What is expected. Pull out every line in the entries below that contains the word "petal".

The input.
--*--

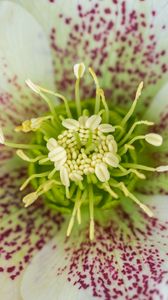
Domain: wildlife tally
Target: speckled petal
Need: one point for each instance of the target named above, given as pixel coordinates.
(24, 53)
(23, 232)
(124, 41)
(127, 260)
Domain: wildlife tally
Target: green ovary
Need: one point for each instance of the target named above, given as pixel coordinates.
(85, 154)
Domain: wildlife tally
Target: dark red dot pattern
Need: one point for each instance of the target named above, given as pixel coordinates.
(23, 232)
(127, 260)
(121, 41)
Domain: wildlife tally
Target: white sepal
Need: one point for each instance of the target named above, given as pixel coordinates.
(102, 172)
(79, 70)
(106, 128)
(111, 159)
(154, 139)
(64, 176)
(2, 139)
(70, 124)
(52, 144)
(162, 169)
(93, 122)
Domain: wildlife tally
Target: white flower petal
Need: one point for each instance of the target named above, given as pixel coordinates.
(111, 159)
(70, 124)
(52, 144)
(154, 139)
(106, 128)
(79, 70)
(24, 52)
(78, 269)
(64, 176)
(102, 172)
(93, 122)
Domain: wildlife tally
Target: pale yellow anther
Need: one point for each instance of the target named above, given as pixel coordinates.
(30, 198)
(79, 70)
(154, 139)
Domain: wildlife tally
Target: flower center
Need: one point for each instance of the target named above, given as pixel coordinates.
(84, 148)
(84, 154)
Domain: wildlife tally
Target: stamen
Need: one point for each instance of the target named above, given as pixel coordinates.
(97, 103)
(79, 70)
(72, 219)
(109, 190)
(37, 90)
(126, 172)
(24, 146)
(132, 197)
(68, 111)
(24, 156)
(32, 177)
(130, 112)
(126, 137)
(91, 210)
(102, 97)
(2, 139)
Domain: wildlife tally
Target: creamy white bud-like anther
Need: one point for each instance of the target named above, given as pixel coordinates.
(111, 159)
(102, 172)
(79, 70)
(82, 120)
(75, 177)
(162, 169)
(71, 124)
(93, 122)
(64, 176)
(57, 154)
(154, 139)
(52, 144)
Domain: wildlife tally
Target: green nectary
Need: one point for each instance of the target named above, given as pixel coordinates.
(85, 153)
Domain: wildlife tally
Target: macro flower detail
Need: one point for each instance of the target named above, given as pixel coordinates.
(104, 234)
(85, 155)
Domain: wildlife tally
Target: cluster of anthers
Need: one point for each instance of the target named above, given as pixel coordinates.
(83, 153)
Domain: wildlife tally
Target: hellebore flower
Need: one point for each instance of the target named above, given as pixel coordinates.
(94, 225)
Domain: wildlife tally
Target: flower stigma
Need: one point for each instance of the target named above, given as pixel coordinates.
(84, 154)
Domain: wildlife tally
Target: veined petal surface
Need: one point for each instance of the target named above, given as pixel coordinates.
(124, 41)
(23, 232)
(24, 53)
(127, 260)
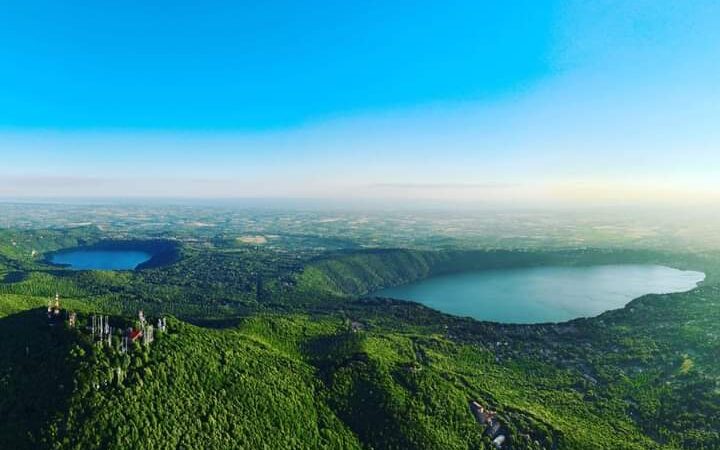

--*--

Worked solution.
Target: speckled petal
Target: white flower petal
Target: veined petal surface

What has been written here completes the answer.